To do
Every entry needs to be written out again exactly.

::: Records supplied

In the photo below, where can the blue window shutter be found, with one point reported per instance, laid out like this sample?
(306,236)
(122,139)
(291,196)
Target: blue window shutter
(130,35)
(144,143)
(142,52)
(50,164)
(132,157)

::::::

Task answer
In the photo below, where can the blue window shutter be found, with one point reported per instance, laid out like this sample?
(306,236)
(122,139)
(291,196)
Target: blue window shutter
(130,35)
(144,143)
(142,52)
(50,164)
(132,157)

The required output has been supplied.